Text under study:
===

I have also attached the errors as a text file because github does not seem to render the line breaks in the code properly: holmes-errors.txt

Thank you very much in advance!

xlxwalex commented 2 months ago

Thank you for your response. I have noticed that in the encode.py file, line 24:

base_path = "/".join(config_file_path.split("/")[:-1]) + "/folds.csv"

attempts to locate the folds.csv file within the data folder. However, this file does not appear to exist and also does not seem to be generated as an intermediate file.

And I have been using the command provided in the README as follows:

python3 investigate.py --model_name model_name_or_path --version flash-holmes --parallel_probing 
xlxwalex commented 2 months ago
  1. You refer to the parameter of encode.py, right?

Yes, I am referring to config_file_path at Line 15 of encode.py.

holmesbenchmark commented 2 months ago

@xlxwalex @bbunzeck Thanks for the information.

===

Given material:
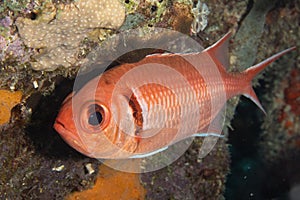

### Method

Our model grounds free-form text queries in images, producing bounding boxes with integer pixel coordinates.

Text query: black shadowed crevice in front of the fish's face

===

Tasks:
• a. According to the issue thread about encode.py, which file does line 24 of encode.py try to locate?
• b. Please extend the issue thread about encode.py past its final comment.

Task answers:
• a. The folds.csv file in the data folder.

• b.
We updated the download instructions and provide a download script to make sure that the structure under the data folder matches. Further, we realized that in older version, we called the samples.csv files folds.csv. We fixed that as well.

We just tested it on a fresh environment on your system and it works for us. Would be great if you could also verify it and provide short feedback.

If you have any other question feel free to come back to us here or via Mail.

bbunzeck commented 2 months ago

@holmesbenchmark Thank you so much for the timely response!

It seems to be working for me. 😊

xlxwalex commented 2 months ago

@holmesbenchmark Thank you for the prompt response. According to the new code, it is running correctly now.